Александр даже сознает фантастичность или неправдоподобность этого плана:
«Вы будете смеяться надо мною и скажете, что это намерение несбыточное, — это в вашей власти, но подождите исполнения и уже тогда произносите приговор».
Это письмо — не единственное свидетельство чувств Александра в то время. Такие высказывания Александра принимаются за доказательства «противочувствий», за рисовку, за лицемерие. Да, Александр любил играть роль, любил порисоваться. Недаром же он рос в атмосфере такой вечной театральности, как двор Екатерины, с одной стороны, и гатчинская мрачно-трагическая игра в солдатики — с другой. Но все же в те минуты, когда он изливал свои чувства, он был более или менее искренен, то есть сам почти, а то и вполне верил в них.
ГЛАВА 3
Легенда о безволии
Немало разрушено легенд, затемнявших подлинный лик Александра I, но одна из них держится особенно упорно и даже усиливается с течением времени.
Эта упорно живущая легенда — уверенность в безволии Александра.
Схема такая. Был человек недюжинного ума, пылкого воображения и ярких вспышек чувства, но не было у него сильной воли, и это совершенно исковеркало и его жизнь, и его царствование, и всю творимую им историю.
Чувствительный воспитанник Лагарпа, мечтавший о даче на Рейне, человек, обвеянный идеями Руссо и духом Великой французской революции, и — неразлучный друг Аракчеева. И эта неразрывная, пережившая все испытания бурного царствования дружба — не явление последних печальных и мрачных лет этого царствования. Эта дружба была крепка уже тогда, в бытность Александра наследником, в те годы, когда даже Павел не вынес тупой жестокости этого «истиннорусского неученого дворянина», как нарочито величал себя Аракчеев.
Когда Аракчеев нагло сподличал, чтобы выгородить своего родного брата, и пытался подвести под опасный гнев Павла человека неповинного, Павел его прогнал, а Александр письменно изливался в своей любви к нему.
Это была уже вторая опала Аракчеева при Павле. Первая произошла по следующему поводу.
В январе 1798 года Аракчеев накинулся на подполковника Лена и по своему обыкновению обругал его «самыми позорнейшими словами».
Обруганный молча выслушал брань Аракчеева, отправился домой, написал письмо Аракчееву и застрелился.
Лен был сподвижником Суворова и георгиевским кавалером. Кроме того, он был лично известен Павлу, рекомендованный ему графом Румянцевым-Задунайским. Смерть храброго боевого офицера по вине Аракчеева, который никогда ни в каких боях личного участия не принимал и считался трусом, наделала много шуму. Дошло до Павла, тот потребовал письмо Лена, а тут еще Павел узнал, что Аракчеев в строю осыпал ругательствами преображенцев и, обходя ряды, колотил кого попало ударами своей трости.
* * *
Задание:
Определите, согласуются ли с отрывком об Александре I утверждения 1, 2 и 3: 1. Лен был сподвижником Суворова и георгиевским кавалером. 2. Аракчеев лично участвовал в боях. 3. Дружба Александра с Аракчеевым возникла лишь в последние годы его царствования. На каждое ответьте «да» или «нет» и приведите точную цитату из отрывка, которая это решает. Материал ниже для работы не нужен.
* * *
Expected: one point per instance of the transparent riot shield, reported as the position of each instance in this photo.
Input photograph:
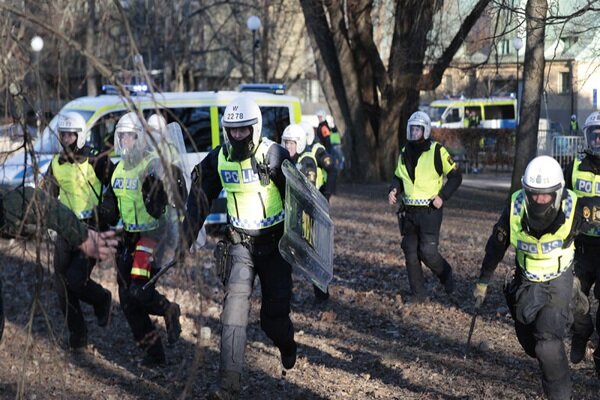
(307, 242)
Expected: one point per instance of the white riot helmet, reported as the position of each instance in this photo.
(543, 175)
(242, 112)
(157, 124)
(130, 139)
(418, 118)
(72, 122)
(591, 131)
(295, 133)
(309, 130)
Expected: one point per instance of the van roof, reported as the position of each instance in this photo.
(474, 101)
(94, 103)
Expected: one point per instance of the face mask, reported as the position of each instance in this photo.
(240, 149)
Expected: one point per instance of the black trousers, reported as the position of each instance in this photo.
(275, 276)
(542, 314)
(72, 282)
(420, 228)
(588, 272)
(138, 304)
* * *
Ответ:
1. Да: «Лен был сподвижником Суворова и георгиевским кавалером».
2. Нет: «который никогда ни в каких боях личного участия не принимал».
3. Нет: «Эта дружба была крепка уже тогда, в бытность Александра наследником».